→ **Requirement**:
In the data below, scale everything from the line containing "walking on promenade" down to the line containing "[[[14,22],[14,18],[13,18],[13,16],[11,14],[9,14],[9,22]]]", both lines included, and rewrite these lines in full with the requests unchanged. Multiply every coordinate in the answers by 0.95 and round it to a whole number, rounding halves up.

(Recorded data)
■ ■ ■

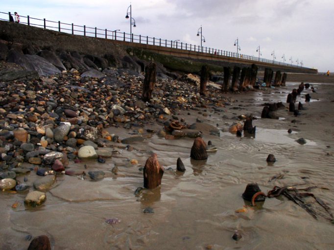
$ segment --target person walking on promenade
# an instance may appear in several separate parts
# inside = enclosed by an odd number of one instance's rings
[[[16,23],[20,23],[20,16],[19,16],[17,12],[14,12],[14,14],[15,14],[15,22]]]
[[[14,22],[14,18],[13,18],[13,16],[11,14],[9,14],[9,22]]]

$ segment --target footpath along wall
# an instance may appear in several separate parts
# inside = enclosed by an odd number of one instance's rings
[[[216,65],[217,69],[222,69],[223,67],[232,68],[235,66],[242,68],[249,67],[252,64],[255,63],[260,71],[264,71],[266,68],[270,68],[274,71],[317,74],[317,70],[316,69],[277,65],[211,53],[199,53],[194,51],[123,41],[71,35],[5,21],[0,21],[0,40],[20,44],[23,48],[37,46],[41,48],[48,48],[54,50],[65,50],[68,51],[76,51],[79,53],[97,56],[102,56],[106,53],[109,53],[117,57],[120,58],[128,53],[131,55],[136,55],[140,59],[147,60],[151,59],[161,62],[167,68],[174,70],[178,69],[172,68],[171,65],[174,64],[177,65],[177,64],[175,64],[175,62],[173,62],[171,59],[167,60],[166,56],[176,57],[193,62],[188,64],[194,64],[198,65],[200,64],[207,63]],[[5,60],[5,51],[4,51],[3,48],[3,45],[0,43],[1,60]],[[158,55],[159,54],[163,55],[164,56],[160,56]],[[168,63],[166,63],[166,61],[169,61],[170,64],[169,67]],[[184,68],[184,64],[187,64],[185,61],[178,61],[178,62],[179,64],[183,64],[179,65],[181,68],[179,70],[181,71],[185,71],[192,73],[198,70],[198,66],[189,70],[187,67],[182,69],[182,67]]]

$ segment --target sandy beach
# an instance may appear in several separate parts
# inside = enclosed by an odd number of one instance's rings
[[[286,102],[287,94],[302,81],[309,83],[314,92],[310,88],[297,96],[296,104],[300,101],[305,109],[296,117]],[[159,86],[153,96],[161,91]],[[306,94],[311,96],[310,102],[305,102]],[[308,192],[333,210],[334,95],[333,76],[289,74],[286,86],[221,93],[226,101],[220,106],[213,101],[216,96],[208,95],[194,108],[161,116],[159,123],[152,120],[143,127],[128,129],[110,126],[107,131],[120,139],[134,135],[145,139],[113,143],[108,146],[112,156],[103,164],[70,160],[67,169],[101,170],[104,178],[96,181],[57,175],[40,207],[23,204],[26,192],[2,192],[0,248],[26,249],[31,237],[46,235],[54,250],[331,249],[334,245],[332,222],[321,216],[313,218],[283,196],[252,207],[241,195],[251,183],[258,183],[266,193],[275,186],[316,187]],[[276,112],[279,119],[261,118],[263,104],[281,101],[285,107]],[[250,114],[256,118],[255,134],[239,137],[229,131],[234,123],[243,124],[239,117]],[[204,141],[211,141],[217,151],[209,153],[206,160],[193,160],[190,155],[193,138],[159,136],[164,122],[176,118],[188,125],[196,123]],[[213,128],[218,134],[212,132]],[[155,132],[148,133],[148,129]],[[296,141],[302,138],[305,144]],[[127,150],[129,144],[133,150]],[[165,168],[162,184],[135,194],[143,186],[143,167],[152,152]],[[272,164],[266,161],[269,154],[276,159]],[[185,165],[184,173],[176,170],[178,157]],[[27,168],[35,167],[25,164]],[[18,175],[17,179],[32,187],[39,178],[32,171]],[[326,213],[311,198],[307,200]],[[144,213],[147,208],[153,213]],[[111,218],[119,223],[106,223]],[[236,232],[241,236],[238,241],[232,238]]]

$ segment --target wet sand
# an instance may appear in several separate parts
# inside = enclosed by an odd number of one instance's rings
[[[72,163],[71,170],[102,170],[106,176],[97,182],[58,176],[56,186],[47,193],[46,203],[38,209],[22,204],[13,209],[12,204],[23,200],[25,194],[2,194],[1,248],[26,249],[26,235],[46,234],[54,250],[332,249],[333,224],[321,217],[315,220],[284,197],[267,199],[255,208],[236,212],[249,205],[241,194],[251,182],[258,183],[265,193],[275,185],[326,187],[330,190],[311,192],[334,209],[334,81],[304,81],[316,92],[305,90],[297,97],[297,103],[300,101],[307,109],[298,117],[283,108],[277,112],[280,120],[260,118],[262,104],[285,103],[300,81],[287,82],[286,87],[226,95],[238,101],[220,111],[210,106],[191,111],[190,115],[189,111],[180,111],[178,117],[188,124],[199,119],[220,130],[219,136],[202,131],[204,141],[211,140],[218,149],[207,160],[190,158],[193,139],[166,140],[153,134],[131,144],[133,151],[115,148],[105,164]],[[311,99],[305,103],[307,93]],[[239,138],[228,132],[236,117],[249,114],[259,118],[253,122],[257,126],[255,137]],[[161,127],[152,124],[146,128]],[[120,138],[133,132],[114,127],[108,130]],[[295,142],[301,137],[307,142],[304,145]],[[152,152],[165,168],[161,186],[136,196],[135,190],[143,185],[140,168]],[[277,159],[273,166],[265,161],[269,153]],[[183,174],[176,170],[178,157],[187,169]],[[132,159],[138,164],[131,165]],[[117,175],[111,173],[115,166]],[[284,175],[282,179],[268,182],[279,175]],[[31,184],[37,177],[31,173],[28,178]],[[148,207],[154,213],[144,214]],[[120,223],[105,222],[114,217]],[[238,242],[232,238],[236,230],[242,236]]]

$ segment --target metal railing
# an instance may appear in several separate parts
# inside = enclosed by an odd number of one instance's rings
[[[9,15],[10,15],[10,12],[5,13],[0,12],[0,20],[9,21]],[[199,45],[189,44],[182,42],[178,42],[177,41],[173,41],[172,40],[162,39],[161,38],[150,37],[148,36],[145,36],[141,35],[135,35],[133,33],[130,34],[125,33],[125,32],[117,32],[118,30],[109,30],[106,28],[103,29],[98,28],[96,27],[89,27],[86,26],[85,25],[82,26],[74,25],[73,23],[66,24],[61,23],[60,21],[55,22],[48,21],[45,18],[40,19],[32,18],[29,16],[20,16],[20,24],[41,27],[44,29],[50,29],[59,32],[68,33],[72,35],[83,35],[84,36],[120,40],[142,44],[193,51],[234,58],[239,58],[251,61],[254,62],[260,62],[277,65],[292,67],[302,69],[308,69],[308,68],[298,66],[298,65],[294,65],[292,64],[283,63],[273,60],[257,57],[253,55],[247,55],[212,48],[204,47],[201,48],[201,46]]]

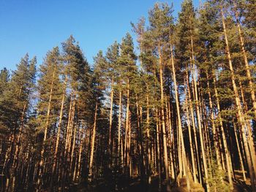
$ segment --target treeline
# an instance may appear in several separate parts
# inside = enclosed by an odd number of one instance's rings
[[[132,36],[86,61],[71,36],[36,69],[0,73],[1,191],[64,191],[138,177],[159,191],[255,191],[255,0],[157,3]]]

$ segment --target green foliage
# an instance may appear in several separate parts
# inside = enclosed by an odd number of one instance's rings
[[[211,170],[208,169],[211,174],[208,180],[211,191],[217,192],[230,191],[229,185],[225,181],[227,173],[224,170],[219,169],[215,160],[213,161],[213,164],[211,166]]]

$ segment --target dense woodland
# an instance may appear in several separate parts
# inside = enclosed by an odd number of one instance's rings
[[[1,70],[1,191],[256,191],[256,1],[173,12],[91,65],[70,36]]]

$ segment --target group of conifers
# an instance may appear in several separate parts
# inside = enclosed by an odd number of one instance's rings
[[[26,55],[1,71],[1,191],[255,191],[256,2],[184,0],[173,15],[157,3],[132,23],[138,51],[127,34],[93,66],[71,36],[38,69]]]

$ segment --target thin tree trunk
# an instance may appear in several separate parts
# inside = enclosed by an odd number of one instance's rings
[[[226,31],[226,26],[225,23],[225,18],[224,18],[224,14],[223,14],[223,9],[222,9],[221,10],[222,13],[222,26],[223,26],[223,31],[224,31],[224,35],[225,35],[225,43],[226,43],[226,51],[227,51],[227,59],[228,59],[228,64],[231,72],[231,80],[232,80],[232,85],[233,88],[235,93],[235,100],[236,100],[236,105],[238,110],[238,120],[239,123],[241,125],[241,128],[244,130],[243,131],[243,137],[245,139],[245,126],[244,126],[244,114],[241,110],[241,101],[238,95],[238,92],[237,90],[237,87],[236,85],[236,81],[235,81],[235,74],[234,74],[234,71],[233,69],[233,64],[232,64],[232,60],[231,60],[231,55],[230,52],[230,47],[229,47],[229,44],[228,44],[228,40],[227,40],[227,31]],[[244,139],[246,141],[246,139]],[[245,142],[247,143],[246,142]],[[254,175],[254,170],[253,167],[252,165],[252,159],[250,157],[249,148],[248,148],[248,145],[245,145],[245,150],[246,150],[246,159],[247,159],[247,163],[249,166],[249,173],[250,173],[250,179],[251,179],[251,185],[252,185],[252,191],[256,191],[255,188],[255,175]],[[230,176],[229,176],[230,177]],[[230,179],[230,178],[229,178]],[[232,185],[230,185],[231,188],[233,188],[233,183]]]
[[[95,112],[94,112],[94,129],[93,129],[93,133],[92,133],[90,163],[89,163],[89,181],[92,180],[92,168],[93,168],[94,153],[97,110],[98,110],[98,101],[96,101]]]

■ ■ ■

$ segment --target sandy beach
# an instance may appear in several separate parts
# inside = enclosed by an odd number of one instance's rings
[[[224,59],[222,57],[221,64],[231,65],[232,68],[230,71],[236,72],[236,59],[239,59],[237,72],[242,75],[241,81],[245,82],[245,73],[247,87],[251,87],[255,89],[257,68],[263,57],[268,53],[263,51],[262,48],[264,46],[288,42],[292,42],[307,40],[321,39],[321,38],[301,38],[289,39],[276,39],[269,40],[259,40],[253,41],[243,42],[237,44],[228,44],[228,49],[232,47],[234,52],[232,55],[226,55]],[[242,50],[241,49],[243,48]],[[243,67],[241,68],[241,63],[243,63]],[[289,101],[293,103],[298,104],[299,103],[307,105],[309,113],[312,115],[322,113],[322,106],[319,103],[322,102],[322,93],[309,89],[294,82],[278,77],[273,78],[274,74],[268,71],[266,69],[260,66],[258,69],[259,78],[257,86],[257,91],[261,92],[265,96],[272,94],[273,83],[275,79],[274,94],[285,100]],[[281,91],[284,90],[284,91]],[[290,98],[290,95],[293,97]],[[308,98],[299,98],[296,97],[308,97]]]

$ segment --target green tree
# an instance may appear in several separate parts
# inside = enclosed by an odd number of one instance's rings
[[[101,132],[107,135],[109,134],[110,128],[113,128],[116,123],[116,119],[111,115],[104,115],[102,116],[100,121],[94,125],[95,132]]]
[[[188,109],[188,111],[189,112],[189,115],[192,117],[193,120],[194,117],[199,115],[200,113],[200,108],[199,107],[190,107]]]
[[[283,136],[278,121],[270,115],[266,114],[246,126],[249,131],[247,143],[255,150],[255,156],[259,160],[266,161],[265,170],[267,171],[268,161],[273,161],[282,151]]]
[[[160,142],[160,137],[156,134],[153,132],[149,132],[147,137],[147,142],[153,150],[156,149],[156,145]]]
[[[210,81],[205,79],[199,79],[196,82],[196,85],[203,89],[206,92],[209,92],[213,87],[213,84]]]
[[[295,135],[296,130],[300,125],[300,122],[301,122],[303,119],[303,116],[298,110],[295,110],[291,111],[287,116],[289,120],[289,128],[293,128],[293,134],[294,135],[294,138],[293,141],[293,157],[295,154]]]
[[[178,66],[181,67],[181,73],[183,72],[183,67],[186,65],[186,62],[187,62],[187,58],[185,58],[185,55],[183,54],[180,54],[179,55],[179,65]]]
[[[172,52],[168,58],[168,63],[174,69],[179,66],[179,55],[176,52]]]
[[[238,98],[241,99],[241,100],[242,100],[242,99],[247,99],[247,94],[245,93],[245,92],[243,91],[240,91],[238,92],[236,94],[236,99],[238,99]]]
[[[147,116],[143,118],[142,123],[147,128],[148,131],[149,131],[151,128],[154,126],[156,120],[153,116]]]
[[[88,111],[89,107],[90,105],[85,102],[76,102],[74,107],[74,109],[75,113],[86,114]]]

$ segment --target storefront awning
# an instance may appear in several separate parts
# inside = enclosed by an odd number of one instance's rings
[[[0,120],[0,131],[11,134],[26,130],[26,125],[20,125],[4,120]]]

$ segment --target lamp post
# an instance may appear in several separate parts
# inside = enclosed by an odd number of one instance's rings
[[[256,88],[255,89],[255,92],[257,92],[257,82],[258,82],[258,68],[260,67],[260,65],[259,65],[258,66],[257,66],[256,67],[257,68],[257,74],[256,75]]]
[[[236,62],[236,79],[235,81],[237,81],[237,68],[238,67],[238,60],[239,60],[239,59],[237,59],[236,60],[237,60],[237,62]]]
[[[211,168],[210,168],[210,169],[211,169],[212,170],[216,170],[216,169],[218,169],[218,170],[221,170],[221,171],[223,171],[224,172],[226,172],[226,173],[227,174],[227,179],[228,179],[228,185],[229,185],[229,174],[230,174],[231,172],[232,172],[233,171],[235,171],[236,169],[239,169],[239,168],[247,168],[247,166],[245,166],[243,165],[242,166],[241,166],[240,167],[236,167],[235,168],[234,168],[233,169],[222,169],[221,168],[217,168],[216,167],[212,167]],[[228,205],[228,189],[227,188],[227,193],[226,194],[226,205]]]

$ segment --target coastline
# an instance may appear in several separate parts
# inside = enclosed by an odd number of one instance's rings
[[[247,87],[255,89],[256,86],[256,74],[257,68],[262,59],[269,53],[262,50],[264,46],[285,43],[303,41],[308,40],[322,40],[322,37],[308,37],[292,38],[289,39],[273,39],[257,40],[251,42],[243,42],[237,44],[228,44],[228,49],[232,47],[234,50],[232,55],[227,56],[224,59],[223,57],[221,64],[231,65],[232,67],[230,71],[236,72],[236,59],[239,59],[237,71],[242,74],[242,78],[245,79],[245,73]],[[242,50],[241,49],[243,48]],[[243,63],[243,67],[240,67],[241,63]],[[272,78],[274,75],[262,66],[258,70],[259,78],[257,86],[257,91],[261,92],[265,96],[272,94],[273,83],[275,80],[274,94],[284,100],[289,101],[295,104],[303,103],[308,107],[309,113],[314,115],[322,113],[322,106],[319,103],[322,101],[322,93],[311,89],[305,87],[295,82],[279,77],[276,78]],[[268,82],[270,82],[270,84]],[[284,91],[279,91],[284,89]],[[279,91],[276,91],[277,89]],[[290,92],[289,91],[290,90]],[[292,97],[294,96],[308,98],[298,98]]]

■ ■ ■

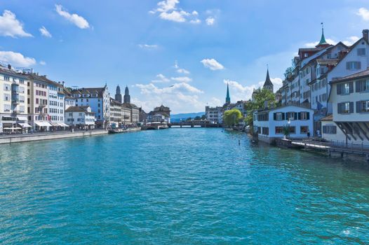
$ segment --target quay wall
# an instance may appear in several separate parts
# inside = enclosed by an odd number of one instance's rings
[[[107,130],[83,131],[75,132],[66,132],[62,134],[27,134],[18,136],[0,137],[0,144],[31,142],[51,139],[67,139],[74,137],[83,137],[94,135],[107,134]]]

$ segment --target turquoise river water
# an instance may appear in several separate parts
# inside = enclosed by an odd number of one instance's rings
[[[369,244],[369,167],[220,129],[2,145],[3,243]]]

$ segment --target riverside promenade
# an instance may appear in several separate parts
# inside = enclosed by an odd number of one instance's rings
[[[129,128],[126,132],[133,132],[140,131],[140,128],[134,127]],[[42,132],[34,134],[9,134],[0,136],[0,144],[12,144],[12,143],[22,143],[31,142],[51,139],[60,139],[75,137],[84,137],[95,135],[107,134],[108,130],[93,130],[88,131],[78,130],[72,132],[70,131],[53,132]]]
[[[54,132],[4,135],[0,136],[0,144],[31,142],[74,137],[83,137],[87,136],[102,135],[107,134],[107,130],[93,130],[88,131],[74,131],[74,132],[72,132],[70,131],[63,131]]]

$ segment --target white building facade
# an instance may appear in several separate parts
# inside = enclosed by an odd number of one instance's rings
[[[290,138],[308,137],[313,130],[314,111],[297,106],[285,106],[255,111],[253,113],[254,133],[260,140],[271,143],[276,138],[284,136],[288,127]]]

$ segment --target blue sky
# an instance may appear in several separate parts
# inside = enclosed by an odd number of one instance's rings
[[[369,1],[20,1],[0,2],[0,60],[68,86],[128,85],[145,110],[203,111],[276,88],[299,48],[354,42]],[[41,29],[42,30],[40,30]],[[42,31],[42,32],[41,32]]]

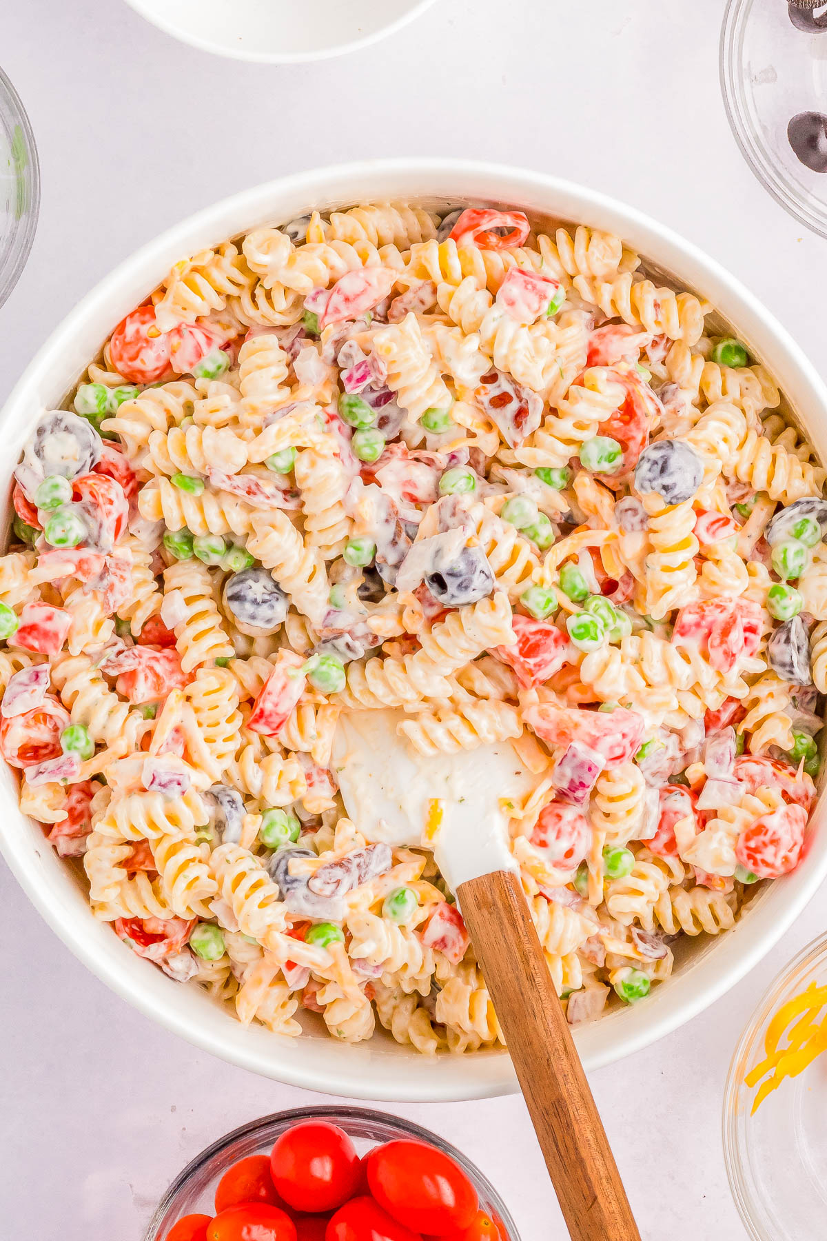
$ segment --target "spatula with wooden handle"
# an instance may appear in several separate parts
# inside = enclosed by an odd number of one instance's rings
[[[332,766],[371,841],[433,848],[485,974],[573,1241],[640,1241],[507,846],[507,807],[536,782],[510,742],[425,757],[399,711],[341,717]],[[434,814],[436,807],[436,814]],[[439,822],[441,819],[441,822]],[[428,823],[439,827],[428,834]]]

■ ■ ■

→ **Answer to this task**:
$ segment --target person walking on promenade
# an instance may appear in several separate parts
# inside = enclosed by an odd number of one instance's rings
[[[15,22],[19,22],[19,15],[18,15],[16,11],[13,11],[13,13],[14,13],[14,21]]]
[[[13,21],[13,17],[12,17],[12,15],[10,13],[9,13],[9,21]]]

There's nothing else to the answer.